● WRITTEN TASK:
Pull out every line of the records that contains the word "yellow", matching case exactly.

--

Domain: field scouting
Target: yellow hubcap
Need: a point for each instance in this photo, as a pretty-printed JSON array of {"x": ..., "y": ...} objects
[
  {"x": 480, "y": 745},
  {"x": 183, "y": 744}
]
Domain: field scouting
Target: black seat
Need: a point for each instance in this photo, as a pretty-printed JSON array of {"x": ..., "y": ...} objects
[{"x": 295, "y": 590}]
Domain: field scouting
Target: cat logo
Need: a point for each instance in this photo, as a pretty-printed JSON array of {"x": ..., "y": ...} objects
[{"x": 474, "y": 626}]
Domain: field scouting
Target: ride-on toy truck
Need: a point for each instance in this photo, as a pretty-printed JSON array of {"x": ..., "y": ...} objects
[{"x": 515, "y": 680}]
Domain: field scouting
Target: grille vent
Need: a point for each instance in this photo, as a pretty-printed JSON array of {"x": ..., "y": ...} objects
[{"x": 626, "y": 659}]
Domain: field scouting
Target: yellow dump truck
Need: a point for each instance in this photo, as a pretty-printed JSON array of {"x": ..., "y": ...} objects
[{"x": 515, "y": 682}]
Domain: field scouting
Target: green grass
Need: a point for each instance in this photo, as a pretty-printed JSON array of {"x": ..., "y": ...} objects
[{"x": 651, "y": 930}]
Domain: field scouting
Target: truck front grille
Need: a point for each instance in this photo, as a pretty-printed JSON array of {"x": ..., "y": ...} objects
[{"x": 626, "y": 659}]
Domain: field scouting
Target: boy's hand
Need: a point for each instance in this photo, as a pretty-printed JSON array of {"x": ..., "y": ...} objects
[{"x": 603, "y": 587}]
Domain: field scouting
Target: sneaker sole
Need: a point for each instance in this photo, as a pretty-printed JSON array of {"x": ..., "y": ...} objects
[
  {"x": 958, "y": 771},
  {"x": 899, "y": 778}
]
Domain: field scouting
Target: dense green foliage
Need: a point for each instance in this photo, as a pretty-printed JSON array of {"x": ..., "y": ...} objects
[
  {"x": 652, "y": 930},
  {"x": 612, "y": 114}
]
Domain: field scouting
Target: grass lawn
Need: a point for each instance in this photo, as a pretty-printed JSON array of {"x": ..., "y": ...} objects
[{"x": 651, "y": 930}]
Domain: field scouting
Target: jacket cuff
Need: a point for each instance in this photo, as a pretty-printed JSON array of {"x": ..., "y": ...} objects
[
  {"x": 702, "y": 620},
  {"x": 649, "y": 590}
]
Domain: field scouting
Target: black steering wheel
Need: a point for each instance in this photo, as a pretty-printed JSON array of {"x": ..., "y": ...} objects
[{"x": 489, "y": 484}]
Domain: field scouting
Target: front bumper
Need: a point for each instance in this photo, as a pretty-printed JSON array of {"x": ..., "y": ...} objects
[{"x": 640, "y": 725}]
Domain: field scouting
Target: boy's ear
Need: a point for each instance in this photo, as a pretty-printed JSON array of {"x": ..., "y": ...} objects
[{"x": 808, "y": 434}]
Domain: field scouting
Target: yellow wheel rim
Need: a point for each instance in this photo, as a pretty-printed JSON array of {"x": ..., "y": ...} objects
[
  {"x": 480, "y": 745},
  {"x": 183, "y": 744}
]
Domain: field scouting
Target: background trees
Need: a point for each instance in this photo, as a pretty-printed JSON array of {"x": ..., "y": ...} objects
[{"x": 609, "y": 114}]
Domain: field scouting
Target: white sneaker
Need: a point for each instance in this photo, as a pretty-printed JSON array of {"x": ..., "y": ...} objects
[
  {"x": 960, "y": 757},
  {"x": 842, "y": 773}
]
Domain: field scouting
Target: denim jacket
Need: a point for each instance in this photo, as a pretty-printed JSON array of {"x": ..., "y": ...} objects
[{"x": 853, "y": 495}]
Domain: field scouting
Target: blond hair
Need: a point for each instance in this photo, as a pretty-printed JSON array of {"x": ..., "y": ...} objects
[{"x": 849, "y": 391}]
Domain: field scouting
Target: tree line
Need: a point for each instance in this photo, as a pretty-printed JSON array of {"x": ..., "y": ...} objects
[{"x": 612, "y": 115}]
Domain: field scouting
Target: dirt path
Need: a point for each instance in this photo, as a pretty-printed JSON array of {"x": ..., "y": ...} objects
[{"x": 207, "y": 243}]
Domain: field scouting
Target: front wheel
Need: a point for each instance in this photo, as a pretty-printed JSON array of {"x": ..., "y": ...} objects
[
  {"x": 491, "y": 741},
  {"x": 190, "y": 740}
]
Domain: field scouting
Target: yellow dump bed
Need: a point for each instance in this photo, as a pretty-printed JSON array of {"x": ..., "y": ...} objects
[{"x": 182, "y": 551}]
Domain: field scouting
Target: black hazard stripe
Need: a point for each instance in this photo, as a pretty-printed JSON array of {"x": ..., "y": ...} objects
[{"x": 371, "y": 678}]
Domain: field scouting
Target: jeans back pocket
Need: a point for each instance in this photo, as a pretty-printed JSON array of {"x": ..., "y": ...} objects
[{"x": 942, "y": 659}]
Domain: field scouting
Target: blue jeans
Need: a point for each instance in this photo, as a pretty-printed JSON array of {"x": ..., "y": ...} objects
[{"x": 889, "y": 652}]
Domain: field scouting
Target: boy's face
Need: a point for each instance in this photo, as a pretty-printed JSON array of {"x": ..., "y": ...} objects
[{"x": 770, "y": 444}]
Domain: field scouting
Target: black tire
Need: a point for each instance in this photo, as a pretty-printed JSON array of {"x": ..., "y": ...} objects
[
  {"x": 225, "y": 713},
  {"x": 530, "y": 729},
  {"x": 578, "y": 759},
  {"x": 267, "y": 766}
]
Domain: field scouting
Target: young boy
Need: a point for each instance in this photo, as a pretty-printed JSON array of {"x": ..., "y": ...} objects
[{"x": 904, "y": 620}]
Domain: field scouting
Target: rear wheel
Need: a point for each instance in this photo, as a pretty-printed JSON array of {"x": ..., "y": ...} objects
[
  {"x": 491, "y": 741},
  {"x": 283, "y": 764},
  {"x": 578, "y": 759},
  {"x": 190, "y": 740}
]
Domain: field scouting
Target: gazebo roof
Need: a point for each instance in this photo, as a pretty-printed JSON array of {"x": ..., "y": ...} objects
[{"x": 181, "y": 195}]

--

● WRITTEN SOLUTION:
Target: yellow hubcap
Target: yellow dump truck
Target: yellow wheel rim
Target: yellow dump bed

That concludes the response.